_Extracted data_.
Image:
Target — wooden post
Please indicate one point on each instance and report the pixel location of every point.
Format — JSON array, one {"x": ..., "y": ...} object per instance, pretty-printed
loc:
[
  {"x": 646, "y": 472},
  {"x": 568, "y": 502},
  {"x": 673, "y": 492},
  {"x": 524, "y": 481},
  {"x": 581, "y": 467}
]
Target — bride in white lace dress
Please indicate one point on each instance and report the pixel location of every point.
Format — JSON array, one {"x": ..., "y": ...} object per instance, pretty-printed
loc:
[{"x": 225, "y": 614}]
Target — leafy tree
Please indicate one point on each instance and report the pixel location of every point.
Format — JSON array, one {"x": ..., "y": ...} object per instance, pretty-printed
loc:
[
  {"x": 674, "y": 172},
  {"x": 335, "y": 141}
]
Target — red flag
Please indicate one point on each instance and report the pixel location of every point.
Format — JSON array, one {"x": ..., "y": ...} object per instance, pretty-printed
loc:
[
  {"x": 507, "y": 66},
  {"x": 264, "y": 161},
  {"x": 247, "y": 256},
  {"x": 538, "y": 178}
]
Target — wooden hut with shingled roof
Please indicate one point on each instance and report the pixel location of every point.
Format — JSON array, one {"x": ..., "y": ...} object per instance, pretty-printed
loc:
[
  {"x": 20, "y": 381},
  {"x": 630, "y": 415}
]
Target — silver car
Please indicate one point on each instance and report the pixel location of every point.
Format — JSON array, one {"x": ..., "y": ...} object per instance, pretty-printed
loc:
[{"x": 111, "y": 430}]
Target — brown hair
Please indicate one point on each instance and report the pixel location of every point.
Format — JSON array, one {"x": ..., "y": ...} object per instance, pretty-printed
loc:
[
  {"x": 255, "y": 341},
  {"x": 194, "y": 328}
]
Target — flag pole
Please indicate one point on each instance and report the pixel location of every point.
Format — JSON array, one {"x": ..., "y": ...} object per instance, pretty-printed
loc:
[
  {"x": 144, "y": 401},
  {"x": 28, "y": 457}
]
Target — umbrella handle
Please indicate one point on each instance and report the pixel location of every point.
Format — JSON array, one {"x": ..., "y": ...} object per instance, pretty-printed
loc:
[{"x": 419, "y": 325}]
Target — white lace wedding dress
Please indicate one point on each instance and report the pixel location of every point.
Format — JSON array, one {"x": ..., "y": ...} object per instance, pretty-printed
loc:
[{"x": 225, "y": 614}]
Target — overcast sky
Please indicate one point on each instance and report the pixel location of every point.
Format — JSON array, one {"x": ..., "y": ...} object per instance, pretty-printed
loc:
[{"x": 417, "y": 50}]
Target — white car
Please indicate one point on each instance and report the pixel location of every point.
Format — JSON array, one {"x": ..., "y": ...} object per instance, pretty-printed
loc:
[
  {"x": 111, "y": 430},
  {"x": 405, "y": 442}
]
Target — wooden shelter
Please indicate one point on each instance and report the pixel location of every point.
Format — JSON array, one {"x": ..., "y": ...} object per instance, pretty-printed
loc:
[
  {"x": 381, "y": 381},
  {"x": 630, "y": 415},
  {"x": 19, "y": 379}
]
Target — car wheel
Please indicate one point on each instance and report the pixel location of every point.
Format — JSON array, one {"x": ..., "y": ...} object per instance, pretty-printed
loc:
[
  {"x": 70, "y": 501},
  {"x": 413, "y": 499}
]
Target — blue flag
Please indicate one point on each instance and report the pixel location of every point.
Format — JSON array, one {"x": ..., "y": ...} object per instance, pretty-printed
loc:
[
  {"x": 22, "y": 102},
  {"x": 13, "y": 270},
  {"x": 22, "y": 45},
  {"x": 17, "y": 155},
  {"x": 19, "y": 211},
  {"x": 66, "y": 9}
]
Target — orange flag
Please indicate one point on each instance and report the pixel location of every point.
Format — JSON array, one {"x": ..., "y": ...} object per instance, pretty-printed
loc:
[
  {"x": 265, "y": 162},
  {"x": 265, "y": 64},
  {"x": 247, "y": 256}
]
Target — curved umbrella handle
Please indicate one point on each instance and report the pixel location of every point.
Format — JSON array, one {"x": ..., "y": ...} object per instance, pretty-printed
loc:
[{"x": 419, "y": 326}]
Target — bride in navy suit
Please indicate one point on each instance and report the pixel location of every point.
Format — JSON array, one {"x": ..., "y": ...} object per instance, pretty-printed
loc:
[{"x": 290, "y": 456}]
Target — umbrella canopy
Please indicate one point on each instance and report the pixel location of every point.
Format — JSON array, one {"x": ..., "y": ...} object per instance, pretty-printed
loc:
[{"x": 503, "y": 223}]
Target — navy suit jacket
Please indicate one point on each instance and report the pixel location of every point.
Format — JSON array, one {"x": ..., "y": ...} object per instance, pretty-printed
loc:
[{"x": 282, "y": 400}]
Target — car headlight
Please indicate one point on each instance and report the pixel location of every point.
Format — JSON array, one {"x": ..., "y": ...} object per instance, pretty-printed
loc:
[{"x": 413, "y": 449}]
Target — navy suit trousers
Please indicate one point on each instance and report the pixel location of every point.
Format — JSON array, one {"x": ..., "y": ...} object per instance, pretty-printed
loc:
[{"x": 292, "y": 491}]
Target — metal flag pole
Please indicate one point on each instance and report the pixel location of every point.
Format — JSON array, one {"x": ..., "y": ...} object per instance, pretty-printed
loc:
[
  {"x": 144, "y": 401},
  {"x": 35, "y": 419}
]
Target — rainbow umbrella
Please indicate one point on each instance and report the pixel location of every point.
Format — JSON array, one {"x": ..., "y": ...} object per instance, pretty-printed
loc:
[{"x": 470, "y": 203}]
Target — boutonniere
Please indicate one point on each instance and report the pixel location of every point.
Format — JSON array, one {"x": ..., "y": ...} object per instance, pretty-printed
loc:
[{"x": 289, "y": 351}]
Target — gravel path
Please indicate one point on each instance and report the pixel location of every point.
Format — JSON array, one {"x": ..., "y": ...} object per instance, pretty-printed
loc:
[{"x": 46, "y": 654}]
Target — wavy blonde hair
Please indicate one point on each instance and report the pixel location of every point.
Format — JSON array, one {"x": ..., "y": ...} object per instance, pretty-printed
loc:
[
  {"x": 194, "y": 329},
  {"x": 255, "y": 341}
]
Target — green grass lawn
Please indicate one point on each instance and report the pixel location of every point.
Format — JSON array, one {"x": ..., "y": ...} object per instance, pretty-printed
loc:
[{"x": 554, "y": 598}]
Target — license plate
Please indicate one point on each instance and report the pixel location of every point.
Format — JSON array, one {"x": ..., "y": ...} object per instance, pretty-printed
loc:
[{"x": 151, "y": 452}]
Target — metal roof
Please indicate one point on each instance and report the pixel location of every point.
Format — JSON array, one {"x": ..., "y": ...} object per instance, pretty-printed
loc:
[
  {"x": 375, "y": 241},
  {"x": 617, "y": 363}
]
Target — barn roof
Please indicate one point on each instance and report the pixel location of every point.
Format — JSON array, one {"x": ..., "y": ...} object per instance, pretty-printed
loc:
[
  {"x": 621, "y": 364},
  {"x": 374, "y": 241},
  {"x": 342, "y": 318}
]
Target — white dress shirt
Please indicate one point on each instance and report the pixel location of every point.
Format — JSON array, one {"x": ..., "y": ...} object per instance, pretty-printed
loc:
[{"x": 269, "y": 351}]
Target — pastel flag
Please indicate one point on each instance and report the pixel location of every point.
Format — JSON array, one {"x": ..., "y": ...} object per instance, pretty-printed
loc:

_Task_. Repeat, without change, each line of the data above from the one that contains "Target — gravel path" through the final line, counting both.

_Exercise response_.
Target — gravel path
Please indicate one point on each instance and report the pixel location of every point.
Format — JSON array, one {"x": ..., "y": ...} object per instance, pretty-printed
loc:
[{"x": 46, "y": 654}]
Target — wavy blonde hair
Please indicate one point on each instance and report the pixel location of every point.
Format — JSON array, one {"x": ..., "y": ...} object per instance, pretty-printed
loc:
[
  {"x": 194, "y": 329},
  {"x": 255, "y": 341}
]
Target — green grass lawn
Please indicate one point on each instance and report the pixel location of every point.
Format — JSON array, one {"x": ..., "y": ...} object per instance, pretty-printed
loc:
[{"x": 554, "y": 598}]
Target — license plate
Please indicate one point on each instance and report the pixel location of every point.
Format — JSON array, one {"x": ..., "y": ...} object per instance, pretty-printed
loc:
[{"x": 151, "y": 452}]
Target — metal roof
Please indicate one point on each instance and report the pixel location of every point.
Format — JSON array, one {"x": ..., "y": ...} object per instance, pretty-printed
loc:
[
  {"x": 375, "y": 241},
  {"x": 617, "y": 363}
]
Target — barn roof
Please indicate one point on each instance and report the pixel location of every point.
Format — JSON array, one {"x": ..., "y": ...} object per instance, pretty-printed
loc:
[
  {"x": 621, "y": 364},
  {"x": 374, "y": 241},
  {"x": 342, "y": 318}
]
Target — white dress shirt
Please indicate one point on each instance and report the pixel location of every point.
Format — JSON array, one {"x": ..., "y": ...} object per instance, pretty-printed
loc:
[{"x": 269, "y": 351}]
Target — pastel flag
Please indicate one point on each instance and report the pixel location of every point.
Format — JSON array, one {"x": ..., "y": ...} object per instance, pretty-printed
loc:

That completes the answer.